_Exercise task_
Determine how many lines of the material below contain the string "rear", with letter case taken into account. Give only that number.

_Data extract_
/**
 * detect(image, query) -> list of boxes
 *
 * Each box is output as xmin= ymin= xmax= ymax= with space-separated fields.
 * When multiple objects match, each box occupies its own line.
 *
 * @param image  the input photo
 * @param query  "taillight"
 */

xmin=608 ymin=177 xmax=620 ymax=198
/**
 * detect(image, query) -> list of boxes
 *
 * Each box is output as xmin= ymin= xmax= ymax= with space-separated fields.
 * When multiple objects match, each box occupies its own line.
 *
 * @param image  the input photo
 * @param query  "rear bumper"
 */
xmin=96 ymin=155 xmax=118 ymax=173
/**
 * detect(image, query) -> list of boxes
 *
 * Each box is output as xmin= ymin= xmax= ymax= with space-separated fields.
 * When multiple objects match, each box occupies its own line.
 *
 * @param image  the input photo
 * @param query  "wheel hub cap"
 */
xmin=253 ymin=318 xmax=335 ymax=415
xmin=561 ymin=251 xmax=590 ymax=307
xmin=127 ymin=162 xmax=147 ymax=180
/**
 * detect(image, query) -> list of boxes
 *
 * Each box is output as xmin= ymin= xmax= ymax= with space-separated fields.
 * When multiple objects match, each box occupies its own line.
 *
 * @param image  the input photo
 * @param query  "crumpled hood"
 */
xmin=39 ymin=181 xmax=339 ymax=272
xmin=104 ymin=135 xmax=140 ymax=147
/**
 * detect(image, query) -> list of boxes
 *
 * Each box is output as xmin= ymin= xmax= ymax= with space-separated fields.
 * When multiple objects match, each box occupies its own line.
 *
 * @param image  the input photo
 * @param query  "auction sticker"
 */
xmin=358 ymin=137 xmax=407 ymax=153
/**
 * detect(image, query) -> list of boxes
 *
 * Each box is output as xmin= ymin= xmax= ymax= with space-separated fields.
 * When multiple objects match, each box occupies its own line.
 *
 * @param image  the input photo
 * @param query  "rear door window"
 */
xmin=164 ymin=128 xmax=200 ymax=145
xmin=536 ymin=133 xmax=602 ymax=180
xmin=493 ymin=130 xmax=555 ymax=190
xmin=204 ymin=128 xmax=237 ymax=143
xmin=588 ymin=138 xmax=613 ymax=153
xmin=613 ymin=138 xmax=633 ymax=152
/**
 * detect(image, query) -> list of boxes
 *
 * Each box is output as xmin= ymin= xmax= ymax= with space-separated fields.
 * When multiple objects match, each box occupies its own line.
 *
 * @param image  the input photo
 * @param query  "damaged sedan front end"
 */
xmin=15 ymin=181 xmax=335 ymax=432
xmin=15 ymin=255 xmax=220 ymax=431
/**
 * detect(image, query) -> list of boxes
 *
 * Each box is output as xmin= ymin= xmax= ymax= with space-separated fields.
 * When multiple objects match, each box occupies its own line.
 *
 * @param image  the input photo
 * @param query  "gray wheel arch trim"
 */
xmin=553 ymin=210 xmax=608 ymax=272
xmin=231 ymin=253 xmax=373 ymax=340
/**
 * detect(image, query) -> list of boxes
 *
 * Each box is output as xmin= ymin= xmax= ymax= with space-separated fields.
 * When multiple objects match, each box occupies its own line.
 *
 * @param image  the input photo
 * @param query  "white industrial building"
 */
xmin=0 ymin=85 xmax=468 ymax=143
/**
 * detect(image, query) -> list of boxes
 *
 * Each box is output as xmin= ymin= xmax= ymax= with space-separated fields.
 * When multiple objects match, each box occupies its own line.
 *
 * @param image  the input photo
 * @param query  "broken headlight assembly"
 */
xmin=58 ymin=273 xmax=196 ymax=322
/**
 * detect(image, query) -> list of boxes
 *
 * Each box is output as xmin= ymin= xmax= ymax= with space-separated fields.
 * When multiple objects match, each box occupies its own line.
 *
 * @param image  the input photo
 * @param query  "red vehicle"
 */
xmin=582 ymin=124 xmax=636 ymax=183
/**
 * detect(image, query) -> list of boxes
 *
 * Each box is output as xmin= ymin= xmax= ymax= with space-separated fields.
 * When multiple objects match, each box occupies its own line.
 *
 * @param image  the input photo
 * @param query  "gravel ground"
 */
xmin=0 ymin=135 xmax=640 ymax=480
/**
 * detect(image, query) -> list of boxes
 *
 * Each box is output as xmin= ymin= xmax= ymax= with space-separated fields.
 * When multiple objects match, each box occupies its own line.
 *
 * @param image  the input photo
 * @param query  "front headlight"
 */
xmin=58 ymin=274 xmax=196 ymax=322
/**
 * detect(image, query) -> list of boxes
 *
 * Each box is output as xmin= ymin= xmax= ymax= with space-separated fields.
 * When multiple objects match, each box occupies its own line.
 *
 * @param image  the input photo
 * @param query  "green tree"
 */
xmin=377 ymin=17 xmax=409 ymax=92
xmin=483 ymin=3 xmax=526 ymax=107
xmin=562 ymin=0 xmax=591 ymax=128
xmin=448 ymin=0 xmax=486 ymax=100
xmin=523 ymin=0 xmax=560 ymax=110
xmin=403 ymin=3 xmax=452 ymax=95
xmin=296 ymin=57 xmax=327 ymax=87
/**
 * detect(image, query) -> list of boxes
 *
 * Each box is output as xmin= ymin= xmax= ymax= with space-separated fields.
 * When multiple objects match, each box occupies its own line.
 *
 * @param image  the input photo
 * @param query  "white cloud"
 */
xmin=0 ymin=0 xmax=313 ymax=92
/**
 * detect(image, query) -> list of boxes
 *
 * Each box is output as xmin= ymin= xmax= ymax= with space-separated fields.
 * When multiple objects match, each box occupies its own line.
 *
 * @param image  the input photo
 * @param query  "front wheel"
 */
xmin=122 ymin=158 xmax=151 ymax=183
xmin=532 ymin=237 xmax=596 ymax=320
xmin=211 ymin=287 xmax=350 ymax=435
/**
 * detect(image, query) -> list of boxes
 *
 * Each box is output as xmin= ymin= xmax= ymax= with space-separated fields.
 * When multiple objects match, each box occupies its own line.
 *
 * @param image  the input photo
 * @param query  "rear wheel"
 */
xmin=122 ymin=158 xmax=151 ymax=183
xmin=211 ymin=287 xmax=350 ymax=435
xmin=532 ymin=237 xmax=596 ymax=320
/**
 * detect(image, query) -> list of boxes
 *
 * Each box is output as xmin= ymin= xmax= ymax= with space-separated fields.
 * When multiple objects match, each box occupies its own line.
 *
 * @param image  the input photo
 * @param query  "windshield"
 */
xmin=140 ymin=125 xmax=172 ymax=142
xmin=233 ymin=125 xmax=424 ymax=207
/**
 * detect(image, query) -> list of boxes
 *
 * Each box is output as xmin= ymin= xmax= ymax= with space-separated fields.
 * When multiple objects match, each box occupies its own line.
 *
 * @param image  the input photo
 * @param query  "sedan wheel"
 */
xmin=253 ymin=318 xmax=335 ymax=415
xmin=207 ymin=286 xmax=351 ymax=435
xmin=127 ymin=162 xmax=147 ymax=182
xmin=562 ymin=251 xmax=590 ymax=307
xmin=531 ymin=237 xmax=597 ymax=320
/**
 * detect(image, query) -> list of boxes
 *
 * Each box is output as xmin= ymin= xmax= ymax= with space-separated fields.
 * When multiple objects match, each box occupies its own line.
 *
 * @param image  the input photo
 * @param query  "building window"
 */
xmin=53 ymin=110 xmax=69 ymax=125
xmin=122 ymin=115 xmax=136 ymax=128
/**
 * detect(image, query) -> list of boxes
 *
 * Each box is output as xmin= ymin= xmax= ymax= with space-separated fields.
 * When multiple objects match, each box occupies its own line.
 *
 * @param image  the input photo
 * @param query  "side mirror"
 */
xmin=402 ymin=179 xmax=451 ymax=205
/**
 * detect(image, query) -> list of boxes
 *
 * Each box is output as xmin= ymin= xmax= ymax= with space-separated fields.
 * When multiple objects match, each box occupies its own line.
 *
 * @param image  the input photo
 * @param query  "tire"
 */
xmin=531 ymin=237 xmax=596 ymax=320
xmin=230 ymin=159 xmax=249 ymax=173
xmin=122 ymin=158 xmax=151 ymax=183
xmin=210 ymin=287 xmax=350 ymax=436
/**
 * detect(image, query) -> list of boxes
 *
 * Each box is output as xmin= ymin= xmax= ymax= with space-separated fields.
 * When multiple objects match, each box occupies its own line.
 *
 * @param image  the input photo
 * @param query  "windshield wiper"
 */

_Solution to this problem_
3